▸ **TASK OBJECTIVE**
Arrange everything below from the line containing "locate the chin" down to the line containing "[232,87,305,130]" as a numbered list of those rows alone, with blank lines omitted.

+ + + + +

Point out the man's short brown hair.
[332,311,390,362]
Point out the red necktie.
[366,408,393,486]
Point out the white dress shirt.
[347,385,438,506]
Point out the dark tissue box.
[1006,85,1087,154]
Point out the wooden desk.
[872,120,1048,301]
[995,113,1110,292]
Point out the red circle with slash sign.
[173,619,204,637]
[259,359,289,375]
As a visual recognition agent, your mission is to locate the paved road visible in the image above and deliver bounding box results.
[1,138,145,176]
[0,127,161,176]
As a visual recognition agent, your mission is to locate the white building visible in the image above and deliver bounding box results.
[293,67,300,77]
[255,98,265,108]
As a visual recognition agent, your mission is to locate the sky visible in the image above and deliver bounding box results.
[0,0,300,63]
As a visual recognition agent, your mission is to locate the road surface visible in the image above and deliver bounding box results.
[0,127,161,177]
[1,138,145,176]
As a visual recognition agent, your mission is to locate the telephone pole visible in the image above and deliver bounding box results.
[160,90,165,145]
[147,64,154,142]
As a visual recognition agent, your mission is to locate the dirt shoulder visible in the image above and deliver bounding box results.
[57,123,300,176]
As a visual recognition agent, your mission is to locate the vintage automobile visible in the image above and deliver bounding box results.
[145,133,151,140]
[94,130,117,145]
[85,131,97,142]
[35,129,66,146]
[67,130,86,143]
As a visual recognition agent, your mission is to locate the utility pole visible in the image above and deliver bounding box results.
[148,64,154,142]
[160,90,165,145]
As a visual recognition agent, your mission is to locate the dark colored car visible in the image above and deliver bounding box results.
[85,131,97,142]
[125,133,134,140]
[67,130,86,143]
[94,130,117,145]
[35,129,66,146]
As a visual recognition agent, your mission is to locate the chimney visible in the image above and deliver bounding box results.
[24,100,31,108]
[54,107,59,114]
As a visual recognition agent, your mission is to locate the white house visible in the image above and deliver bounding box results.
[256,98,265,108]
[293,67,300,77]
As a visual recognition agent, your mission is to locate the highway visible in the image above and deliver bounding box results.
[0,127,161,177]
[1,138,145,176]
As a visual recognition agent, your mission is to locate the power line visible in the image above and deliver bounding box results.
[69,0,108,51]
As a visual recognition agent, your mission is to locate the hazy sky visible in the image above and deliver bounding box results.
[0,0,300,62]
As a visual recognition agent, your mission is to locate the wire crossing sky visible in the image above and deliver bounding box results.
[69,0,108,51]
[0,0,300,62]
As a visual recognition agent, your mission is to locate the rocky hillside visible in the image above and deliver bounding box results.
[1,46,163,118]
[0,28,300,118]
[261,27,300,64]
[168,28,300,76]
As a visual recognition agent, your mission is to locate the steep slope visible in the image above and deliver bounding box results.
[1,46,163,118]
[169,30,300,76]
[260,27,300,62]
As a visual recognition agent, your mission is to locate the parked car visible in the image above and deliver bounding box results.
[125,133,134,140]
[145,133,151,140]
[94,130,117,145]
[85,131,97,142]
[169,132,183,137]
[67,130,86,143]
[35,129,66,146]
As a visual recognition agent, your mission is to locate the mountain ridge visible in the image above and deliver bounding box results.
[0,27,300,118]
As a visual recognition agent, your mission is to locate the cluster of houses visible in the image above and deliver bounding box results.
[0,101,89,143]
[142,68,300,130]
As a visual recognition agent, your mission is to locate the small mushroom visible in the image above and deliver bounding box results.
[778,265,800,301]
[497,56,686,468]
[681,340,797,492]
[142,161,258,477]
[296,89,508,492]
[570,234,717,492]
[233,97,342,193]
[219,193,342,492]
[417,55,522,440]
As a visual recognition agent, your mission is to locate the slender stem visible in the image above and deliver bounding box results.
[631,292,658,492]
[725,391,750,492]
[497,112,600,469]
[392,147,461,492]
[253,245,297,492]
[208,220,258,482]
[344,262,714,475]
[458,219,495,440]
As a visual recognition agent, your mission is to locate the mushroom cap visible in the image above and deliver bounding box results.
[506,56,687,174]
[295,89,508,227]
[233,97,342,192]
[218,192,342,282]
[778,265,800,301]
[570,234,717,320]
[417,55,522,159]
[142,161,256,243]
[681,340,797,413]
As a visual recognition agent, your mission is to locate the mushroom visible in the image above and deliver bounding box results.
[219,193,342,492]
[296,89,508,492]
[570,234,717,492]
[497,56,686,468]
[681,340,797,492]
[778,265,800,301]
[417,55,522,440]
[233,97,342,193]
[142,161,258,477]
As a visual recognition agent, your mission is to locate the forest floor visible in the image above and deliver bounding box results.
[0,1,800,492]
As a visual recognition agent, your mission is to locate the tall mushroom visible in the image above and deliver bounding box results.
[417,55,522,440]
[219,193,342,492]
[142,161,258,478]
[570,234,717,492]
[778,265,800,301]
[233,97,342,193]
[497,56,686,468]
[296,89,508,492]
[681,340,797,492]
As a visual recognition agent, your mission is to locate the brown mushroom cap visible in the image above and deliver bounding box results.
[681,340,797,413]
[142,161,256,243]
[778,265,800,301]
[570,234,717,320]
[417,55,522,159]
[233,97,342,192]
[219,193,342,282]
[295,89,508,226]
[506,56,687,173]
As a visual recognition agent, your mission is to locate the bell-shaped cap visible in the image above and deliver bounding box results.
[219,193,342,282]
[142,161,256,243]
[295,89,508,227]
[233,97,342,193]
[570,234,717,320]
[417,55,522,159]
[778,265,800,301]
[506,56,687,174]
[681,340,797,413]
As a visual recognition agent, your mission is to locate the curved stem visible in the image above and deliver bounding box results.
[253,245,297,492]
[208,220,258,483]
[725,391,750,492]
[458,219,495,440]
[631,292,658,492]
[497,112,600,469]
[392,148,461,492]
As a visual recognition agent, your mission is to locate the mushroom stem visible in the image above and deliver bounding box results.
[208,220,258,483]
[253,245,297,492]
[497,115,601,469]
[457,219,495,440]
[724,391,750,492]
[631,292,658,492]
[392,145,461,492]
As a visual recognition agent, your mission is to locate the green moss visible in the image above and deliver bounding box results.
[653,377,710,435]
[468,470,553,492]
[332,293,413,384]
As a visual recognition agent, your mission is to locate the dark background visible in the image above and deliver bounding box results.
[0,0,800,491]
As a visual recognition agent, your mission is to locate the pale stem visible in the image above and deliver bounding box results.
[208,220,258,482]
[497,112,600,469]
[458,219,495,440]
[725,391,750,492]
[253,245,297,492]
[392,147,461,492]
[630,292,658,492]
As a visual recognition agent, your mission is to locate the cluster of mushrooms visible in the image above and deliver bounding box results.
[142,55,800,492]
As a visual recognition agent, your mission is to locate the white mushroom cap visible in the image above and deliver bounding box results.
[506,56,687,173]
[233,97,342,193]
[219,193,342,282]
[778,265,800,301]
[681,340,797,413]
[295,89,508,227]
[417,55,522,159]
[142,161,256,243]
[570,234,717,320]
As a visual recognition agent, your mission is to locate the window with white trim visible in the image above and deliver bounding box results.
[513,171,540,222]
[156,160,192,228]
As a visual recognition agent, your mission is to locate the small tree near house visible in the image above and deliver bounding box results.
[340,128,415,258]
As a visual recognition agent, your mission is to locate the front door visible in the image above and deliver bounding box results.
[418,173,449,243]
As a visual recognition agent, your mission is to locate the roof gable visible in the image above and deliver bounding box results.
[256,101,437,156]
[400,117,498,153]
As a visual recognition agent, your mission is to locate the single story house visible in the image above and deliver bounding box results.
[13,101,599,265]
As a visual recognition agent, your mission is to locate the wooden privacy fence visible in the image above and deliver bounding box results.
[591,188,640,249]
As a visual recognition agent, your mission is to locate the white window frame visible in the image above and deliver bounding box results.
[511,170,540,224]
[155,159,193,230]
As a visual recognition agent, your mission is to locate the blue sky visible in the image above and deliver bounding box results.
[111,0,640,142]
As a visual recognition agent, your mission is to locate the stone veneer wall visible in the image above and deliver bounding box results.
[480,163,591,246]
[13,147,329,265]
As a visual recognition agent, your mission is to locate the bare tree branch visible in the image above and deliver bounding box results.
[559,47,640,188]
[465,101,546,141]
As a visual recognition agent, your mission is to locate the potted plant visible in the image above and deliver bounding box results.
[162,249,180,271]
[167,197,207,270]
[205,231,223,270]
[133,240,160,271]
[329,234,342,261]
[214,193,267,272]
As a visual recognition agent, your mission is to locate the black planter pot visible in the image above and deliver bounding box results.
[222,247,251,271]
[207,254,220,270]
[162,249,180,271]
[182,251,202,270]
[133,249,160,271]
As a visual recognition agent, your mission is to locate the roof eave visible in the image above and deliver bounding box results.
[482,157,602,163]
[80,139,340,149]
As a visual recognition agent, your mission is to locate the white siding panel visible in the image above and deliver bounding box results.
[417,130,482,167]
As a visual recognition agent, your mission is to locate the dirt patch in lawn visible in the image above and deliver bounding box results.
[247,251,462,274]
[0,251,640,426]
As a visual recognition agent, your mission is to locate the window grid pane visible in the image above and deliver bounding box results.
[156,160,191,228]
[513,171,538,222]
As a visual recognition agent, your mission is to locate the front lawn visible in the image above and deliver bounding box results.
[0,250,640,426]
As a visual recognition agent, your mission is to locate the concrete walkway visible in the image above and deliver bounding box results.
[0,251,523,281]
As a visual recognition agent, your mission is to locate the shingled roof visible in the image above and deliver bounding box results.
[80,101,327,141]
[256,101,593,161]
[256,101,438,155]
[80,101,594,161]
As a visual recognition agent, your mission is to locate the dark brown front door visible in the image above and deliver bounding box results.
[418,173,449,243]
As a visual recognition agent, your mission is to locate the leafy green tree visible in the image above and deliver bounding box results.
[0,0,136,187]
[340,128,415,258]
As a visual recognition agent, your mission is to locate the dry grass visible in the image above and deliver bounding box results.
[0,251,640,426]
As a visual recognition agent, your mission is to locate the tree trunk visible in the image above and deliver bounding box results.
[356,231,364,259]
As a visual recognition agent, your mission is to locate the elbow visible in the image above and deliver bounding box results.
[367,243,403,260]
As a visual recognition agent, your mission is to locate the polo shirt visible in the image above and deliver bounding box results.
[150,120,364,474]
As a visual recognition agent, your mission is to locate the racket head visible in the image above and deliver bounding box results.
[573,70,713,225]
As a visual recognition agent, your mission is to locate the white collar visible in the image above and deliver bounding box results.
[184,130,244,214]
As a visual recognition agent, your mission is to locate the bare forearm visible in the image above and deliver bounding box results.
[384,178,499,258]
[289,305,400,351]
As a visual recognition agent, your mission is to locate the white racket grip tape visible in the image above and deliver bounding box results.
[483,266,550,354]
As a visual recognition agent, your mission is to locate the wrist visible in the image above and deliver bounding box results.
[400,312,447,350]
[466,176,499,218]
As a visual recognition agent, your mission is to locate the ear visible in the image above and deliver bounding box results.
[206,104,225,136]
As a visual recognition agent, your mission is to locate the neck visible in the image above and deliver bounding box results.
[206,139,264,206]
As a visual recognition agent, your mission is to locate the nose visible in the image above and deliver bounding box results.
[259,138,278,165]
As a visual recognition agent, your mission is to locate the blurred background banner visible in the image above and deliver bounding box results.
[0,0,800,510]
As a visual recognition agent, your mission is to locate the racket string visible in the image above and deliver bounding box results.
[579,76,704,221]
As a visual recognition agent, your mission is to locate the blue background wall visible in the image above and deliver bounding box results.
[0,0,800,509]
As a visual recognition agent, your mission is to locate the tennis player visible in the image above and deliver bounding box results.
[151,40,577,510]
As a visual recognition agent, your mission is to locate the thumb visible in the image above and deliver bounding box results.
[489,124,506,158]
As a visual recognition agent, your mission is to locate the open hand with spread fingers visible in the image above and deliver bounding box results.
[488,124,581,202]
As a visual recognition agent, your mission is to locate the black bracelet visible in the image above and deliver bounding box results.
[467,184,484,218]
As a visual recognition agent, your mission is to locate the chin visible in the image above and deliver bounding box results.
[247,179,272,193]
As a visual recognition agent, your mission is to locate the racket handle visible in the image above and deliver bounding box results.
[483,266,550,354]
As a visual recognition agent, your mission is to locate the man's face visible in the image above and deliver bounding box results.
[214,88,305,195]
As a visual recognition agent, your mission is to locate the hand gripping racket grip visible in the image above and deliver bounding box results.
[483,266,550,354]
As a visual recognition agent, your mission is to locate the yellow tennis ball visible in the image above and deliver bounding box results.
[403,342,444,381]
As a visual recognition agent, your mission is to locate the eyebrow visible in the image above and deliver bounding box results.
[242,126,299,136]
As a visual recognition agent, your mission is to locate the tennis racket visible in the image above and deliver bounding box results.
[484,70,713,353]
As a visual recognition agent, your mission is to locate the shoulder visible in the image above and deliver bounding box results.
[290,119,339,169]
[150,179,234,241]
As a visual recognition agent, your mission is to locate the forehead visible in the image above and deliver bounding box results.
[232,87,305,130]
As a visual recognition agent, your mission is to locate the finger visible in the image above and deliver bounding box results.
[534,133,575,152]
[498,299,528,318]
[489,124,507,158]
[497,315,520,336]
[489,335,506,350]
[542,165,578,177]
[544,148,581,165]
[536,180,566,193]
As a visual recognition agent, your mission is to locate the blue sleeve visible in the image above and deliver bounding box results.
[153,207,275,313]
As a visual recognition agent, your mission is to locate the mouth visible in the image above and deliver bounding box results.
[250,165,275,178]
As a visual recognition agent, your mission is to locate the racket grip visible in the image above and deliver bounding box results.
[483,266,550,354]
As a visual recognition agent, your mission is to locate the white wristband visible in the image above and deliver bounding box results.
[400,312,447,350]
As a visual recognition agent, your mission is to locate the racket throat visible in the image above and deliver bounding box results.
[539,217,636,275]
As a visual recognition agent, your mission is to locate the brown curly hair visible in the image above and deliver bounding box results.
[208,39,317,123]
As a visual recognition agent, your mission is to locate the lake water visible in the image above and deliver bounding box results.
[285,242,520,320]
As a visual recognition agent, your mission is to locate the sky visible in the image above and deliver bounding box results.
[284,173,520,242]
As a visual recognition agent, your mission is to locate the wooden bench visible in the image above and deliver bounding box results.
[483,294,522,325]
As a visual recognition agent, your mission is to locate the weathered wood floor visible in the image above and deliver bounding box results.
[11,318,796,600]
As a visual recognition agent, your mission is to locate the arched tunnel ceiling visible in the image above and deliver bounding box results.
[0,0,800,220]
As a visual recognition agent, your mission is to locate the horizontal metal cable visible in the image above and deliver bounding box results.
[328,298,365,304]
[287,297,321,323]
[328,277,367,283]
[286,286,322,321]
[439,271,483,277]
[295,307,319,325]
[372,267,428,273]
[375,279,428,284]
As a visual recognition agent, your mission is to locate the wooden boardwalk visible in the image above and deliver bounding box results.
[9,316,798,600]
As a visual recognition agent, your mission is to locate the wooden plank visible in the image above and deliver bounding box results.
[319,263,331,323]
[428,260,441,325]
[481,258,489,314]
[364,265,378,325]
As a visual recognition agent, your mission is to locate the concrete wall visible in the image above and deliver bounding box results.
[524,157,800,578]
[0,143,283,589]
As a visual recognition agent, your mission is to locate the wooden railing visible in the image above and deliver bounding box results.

+ + + + +

▸ **FINAL ANSWER**
1. As a visual recognition agent, your mission is to locate the chin visible in the image above and deliver bounding box results.
2. [247,179,272,193]
3. As a visual recognition agent, your mission is to locate the racket handle visible in the image above and deliver bounding box results.
4. [483,266,550,354]
5. As a visual recognition agent, your mission is to locate the man's face visible in the image above and deliver bounding box results.
6. [214,88,305,195]
7. As a visual recognition agent, your mission is to locate the hand gripping racket grip visible in the image above and deliver bounding box results.
8. [483,266,550,354]
9. As a visual recognition agent, your mission is to locate the yellow tennis ball visible in the image above and deliver bounding box results.
10. [403,342,444,381]
11. As a visual recognition agent, your mission is to locate the eyebrow visible in the image above and deliver bounding box results.
12. [242,126,299,136]
13. As a visual recognition agent, your mission is to locate the tennis racket visible in the image above and deliver bounding box results.
14. [484,70,713,353]
15. As a visual recognition agent, your mission is to locate the shoulder visible in the image above and deliver bounding box results.
16. [290,119,339,169]
17. [150,179,234,241]
18. As a visual recognition agent, your mission is to locate the forehead visible in the image above and deliver bounding box results.
19. [232,87,305,130]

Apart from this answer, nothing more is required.